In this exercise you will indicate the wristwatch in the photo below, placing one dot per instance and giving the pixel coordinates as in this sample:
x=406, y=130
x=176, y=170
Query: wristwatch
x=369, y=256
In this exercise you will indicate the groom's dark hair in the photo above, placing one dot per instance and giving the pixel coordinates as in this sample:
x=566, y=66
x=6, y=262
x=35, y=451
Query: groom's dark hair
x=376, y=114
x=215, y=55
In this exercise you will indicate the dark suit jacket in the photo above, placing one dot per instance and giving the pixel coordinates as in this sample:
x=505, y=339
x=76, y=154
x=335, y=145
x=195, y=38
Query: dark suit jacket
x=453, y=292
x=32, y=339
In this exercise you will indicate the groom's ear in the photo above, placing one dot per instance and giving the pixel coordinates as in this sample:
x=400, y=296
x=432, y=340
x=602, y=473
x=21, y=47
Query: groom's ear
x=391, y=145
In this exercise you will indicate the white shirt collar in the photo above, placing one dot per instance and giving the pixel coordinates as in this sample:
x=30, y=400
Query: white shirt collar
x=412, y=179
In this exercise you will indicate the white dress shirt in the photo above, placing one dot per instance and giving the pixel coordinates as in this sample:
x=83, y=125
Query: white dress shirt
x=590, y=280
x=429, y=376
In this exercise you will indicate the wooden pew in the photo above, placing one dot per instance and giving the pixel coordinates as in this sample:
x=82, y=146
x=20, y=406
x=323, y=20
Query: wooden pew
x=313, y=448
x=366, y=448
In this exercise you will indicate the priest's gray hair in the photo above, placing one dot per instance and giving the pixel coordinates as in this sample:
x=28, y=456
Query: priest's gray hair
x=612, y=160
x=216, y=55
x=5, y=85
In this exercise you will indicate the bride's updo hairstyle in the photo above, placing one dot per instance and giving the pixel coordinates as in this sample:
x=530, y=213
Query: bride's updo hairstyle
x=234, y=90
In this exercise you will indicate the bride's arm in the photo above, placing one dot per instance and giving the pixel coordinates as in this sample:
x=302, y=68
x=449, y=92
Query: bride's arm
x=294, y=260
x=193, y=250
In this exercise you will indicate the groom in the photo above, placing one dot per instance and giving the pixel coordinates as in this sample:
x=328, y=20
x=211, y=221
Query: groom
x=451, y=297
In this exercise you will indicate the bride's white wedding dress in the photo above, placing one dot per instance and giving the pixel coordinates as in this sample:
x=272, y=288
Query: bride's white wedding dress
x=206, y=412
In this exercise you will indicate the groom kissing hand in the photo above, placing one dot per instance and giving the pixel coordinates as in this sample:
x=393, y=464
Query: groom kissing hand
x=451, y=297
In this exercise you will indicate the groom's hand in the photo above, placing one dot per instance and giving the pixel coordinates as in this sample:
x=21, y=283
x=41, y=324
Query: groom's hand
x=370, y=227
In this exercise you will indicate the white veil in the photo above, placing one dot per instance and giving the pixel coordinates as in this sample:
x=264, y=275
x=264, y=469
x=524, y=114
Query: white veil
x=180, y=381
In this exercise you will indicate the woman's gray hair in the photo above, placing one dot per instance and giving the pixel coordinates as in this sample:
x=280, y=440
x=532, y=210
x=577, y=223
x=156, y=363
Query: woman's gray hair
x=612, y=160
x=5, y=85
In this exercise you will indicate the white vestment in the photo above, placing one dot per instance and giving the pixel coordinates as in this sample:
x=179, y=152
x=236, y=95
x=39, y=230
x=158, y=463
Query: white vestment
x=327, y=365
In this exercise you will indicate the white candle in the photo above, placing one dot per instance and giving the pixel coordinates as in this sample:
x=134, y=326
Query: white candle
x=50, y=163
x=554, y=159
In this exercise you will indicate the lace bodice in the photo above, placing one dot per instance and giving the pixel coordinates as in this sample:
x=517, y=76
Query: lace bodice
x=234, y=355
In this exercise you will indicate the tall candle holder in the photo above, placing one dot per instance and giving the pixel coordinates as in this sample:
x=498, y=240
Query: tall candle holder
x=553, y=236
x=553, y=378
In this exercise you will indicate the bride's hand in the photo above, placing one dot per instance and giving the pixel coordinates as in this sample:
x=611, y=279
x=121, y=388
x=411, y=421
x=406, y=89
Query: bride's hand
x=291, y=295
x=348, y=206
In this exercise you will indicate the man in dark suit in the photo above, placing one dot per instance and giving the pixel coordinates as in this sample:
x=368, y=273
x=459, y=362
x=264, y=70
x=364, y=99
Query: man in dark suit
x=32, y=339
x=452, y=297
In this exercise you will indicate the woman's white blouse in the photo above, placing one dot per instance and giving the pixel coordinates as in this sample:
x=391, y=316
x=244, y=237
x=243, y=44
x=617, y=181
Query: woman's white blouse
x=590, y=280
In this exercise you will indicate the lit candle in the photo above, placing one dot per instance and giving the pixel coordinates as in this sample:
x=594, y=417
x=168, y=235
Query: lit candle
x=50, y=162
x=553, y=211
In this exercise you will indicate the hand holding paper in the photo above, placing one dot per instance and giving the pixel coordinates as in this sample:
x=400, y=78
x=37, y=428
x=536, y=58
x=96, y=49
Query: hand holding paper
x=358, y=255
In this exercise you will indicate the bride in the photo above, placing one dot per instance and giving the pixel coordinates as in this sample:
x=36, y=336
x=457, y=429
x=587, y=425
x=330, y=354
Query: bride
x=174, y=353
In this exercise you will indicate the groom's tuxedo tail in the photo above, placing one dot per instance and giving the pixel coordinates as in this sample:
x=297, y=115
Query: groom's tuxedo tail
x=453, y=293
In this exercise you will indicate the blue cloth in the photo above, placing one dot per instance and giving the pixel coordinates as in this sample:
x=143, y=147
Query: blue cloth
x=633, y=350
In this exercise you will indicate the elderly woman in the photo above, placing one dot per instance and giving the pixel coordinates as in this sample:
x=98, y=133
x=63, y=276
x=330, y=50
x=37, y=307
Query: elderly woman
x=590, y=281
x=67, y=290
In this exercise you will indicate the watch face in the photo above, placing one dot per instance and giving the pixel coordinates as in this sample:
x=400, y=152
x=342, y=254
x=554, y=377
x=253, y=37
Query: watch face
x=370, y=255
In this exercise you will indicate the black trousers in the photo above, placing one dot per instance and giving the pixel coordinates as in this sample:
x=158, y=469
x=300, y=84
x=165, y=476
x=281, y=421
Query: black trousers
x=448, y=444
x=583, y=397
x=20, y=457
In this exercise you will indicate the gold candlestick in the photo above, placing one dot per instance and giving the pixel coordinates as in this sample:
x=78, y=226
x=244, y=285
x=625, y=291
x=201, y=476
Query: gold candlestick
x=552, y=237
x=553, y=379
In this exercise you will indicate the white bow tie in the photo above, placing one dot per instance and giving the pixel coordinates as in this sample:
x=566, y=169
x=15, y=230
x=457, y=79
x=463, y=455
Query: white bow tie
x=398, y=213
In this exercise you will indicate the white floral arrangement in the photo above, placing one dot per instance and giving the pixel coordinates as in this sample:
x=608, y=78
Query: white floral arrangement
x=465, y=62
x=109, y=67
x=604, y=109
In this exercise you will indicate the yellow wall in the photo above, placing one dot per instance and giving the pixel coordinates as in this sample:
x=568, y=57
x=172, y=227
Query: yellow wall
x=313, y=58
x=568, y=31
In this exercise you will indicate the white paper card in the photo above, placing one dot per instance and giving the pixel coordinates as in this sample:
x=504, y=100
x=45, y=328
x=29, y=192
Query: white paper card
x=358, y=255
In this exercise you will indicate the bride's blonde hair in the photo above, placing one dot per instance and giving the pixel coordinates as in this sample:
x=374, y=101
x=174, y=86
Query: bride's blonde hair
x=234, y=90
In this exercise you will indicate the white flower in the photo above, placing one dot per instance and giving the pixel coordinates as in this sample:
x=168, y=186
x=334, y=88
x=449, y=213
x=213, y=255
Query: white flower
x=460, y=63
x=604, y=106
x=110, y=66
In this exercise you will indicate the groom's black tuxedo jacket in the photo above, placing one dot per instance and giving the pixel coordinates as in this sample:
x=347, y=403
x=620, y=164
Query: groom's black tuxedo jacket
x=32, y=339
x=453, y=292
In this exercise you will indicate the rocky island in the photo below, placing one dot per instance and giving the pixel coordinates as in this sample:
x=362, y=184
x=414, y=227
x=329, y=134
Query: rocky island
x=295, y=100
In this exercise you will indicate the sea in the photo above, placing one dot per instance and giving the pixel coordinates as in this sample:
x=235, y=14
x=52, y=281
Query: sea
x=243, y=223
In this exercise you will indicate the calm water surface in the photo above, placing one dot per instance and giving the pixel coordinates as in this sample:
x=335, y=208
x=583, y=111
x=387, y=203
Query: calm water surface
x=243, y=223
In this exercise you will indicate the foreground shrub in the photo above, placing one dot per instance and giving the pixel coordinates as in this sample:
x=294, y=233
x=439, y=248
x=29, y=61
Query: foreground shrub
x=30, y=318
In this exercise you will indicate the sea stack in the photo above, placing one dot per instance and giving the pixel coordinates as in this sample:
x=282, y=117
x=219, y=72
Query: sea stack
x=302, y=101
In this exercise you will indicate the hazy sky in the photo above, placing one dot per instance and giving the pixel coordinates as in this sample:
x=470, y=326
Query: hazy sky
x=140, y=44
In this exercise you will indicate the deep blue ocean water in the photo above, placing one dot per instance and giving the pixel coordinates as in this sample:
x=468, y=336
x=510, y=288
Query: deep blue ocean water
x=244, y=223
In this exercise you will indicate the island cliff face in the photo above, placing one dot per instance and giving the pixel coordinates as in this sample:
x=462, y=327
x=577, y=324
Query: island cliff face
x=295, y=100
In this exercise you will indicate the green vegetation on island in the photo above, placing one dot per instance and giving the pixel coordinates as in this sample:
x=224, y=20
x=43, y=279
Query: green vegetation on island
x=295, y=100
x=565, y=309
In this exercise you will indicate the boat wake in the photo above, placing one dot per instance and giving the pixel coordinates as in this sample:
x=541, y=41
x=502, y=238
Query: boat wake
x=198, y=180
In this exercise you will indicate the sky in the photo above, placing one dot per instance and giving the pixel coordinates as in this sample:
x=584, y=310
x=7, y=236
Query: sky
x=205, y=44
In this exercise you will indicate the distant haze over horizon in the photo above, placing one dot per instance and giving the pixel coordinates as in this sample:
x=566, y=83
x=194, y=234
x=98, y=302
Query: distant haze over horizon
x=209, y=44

────────────────────

** Aim **
Please retype the data above without any changes, starting at the line that contains "In this exercise you will indicate the boat" and stopping after the last line of the data.

** Complete output **
In this exercise you will indicate the boat wake in the photo above, placing one dot per instance and giving the pixel coordinates as in this sample:
x=541, y=41
x=502, y=238
Query: boat wake
x=198, y=180
In this exercise you will indicate the sky in the photo above, placing one dot per instance and giving the pixel coordinates as in this sample:
x=584, y=310
x=7, y=236
Query: sky
x=205, y=44
In this exercise you will indicate the distant haze over horizon in the photo above, placing one dot per instance and giving the pixel coordinates as in this sample:
x=566, y=83
x=194, y=234
x=98, y=302
Query: distant haze over horizon
x=209, y=44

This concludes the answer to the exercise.